***** Information
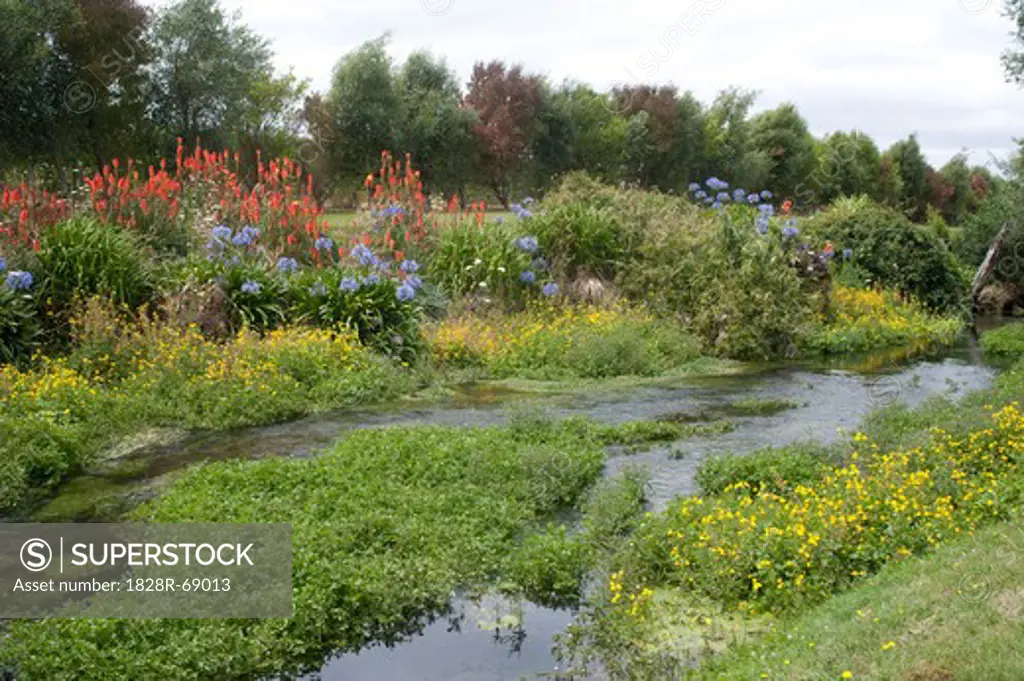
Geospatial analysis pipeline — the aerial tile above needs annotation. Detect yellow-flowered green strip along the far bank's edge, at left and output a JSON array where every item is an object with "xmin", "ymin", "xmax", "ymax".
[{"xmin": 0, "ymin": 323, "xmax": 409, "ymax": 512}]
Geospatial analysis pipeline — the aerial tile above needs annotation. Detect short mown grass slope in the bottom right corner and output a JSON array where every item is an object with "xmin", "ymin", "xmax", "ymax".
[{"xmin": 688, "ymin": 518, "xmax": 1024, "ymax": 681}]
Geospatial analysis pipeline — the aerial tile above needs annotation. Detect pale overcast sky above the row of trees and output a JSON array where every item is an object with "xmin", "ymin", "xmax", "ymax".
[{"xmin": 147, "ymin": 0, "xmax": 1024, "ymax": 165}]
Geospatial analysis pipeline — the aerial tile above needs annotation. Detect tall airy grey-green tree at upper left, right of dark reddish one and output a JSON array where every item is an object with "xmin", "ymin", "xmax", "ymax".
[{"xmin": 150, "ymin": 0, "xmax": 278, "ymax": 147}]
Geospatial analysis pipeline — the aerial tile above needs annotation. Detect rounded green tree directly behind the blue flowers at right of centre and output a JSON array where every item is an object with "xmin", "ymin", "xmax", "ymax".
[{"xmin": 751, "ymin": 103, "xmax": 816, "ymax": 197}]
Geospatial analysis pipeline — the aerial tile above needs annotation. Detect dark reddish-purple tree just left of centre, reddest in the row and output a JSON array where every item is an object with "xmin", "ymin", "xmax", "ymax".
[{"xmin": 465, "ymin": 61, "xmax": 542, "ymax": 208}]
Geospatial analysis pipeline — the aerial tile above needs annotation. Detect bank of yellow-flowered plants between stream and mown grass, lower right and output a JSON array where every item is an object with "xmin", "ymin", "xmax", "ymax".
[{"xmin": 563, "ymin": 356, "xmax": 1024, "ymax": 679}]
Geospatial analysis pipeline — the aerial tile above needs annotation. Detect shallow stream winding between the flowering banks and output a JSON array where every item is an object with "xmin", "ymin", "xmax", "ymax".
[{"xmin": 36, "ymin": 339, "xmax": 996, "ymax": 681}]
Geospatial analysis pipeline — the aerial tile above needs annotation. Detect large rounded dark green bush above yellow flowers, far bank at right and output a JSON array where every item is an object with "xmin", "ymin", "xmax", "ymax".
[{"xmin": 804, "ymin": 197, "xmax": 967, "ymax": 310}]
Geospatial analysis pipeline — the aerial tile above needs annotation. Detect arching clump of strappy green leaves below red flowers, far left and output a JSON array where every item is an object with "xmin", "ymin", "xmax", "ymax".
[{"xmin": 35, "ymin": 217, "xmax": 155, "ymax": 324}]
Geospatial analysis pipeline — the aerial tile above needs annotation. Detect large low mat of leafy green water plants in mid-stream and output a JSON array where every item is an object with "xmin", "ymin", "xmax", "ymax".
[{"xmin": 0, "ymin": 417, "xmax": 603, "ymax": 681}]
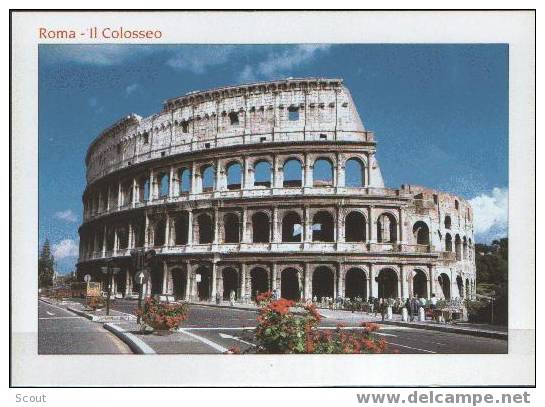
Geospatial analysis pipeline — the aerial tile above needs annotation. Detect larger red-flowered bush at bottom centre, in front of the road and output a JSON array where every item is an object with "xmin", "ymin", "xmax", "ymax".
[{"xmin": 255, "ymin": 292, "xmax": 387, "ymax": 353}]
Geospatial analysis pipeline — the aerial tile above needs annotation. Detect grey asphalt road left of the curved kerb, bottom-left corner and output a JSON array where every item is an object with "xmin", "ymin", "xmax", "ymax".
[{"xmin": 38, "ymin": 301, "xmax": 132, "ymax": 355}]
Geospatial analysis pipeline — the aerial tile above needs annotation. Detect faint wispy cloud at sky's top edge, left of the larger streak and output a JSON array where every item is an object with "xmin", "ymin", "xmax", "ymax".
[{"xmin": 167, "ymin": 45, "xmax": 235, "ymax": 74}]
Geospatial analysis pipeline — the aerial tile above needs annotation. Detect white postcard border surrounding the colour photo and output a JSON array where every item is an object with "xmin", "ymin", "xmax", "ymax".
[{"xmin": 11, "ymin": 11, "xmax": 535, "ymax": 386}]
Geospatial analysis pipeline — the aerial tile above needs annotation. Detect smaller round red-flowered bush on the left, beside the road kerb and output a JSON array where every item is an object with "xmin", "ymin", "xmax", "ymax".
[{"xmin": 138, "ymin": 297, "xmax": 188, "ymax": 331}]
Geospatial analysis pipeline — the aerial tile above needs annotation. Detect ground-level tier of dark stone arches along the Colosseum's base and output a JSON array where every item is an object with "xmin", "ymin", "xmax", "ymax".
[{"xmin": 78, "ymin": 258, "xmax": 476, "ymax": 302}]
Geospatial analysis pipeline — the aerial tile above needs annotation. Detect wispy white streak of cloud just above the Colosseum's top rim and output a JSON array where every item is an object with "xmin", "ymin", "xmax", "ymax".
[{"xmin": 239, "ymin": 44, "xmax": 331, "ymax": 82}]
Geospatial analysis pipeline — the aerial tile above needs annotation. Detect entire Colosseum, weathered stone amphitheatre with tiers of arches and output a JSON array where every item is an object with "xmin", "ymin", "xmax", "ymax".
[{"xmin": 77, "ymin": 78, "xmax": 476, "ymax": 301}]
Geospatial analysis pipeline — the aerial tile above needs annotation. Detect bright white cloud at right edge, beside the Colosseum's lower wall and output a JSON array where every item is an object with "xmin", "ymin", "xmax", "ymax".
[{"xmin": 469, "ymin": 188, "xmax": 508, "ymax": 240}]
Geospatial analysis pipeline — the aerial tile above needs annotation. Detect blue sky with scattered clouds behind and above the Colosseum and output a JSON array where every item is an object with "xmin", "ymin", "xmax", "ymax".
[{"xmin": 39, "ymin": 44, "xmax": 508, "ymax": 272}]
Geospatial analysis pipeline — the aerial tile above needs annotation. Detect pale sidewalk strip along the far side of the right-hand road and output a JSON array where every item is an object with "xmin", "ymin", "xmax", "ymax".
[{"xmin": 318, "ymin": 309, "xmax": 508, "ymax": 339}]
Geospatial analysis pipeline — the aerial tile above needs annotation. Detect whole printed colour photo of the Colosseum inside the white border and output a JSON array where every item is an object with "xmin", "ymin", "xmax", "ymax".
[{"xmin": 39, "ymin": 44, "xmax": 507, "ymax": 354}]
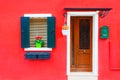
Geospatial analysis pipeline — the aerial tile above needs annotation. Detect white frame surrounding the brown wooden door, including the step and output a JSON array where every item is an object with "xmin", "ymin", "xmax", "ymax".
[{"xmin": 67, "ymin": 11, "xmax": 99, "ymax": 80}]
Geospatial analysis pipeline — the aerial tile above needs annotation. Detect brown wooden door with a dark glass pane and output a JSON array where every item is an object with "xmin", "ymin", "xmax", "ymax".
[{"xmin": 70, "ymin": 16, "xmax": 92, "ymax": 72}]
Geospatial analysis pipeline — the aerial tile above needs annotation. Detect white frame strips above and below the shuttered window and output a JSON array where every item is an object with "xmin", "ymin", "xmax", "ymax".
[{"xmin": 24, "ymin": 13, "xmax": 52, "ymax": 51}]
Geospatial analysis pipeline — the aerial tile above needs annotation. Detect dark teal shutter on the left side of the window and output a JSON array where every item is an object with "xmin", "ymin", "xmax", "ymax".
[{"xmin": 21, "ymin": 17, "xmax": 30, "ymax": 48}]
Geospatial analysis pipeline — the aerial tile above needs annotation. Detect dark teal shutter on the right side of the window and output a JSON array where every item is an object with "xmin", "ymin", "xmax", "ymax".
[{"xmin": 47, "ymin": 17, "xmax": 56, "ymax": 48}]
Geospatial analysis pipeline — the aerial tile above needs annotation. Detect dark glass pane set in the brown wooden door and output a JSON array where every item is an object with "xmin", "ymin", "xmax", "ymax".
[{"xmin": 79, "ymin": 19, "xmax": 90, "ymax": 49}]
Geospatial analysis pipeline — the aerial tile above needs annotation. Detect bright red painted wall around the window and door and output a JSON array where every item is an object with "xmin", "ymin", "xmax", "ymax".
[{"xmin": 0, "ymin": 0, "xmax": 120, "ymax": 80}]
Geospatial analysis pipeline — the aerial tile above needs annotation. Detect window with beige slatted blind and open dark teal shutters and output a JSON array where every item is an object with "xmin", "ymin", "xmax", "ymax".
[{"xmin": 21, "ymin": 16, "xmax": 55, "ymax": 49}]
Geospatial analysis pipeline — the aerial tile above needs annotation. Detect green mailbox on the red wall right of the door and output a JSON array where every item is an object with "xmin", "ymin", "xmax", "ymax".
[{"xmin": 100, "ymin": 26, "xmax": 109, "ymax": 38}]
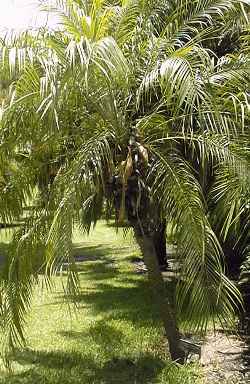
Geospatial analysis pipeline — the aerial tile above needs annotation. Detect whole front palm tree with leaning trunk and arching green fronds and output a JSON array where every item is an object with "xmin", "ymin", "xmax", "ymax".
[{"xmin": 1, "ymin": 0, "xmax": 249, "ymax": 362}]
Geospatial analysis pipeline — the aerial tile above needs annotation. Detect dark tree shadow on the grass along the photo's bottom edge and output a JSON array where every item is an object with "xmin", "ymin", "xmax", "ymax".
[{"xmin": 0, "ymin": 350, "xmax": 165, "ymax": 384}]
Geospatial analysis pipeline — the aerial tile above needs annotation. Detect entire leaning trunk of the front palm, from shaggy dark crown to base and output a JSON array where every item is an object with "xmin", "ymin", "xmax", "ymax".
[{"xmin": 113, "ymin": 128, "xmax": 185, "ymax": 364}]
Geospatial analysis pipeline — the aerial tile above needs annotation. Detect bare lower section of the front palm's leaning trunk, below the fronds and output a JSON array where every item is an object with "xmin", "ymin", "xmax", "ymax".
[{"xmin": 135, "ymin": 229, "xmax": 185, "ymax": 364}]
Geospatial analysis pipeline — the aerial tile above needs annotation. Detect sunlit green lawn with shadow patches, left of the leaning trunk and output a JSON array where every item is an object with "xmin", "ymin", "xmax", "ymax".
[{"xmin": 0, "ymin": 223, "xmax": 202, "ymax": 384}]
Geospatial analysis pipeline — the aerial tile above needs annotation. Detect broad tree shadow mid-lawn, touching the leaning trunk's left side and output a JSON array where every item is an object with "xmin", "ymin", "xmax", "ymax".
[{"xmin": 61, "ymin": 245, "xmax": 159, "ymax": 323}]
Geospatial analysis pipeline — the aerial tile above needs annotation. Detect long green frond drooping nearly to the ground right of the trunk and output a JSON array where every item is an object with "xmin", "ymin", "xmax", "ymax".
[{"xmin": 148, "ymin": 151, "xmax": 240, "ymax": 330}]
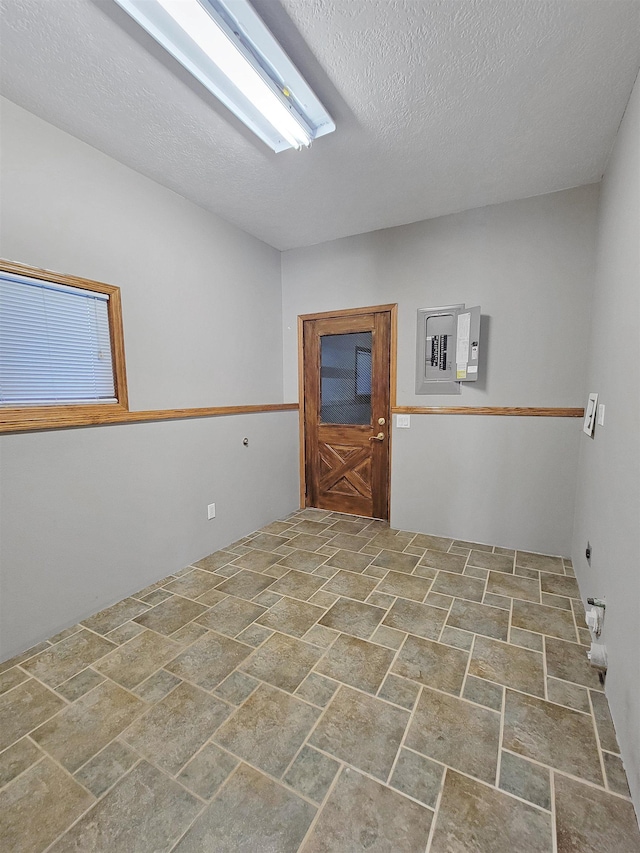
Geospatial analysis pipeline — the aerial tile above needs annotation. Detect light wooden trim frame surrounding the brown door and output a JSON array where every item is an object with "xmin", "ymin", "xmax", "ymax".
[{"xmin": 298, "ymin": 302, "xmax": 398, "ymax": 510}]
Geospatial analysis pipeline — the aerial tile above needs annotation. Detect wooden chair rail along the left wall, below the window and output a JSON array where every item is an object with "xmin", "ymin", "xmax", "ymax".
[{"xmin": 0, "ymin": 403, "xmax": 298, "ymax": 433}]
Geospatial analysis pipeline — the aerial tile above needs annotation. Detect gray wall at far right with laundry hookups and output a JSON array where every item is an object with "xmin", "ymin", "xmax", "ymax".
[{"xmin": 573, "ymin": 73, "xmax": 640, "ymax": 815}]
**********
What this task involves =>
Only the lines from the one containing "annotation. Detect gray" through the last line of the material should be returned, each one exactly as written.

Solved problem =>
Geospatial analysis pipeline — the aerial tile above needs annotation. Detect gray wall at far right with laundry hookups and output a JSON array where every item is an object with "xmin", "ymin", "xmax", "ymax".
[{"xmin": 573, "ymin": 73, "xmax": 640, "ymax": 815}]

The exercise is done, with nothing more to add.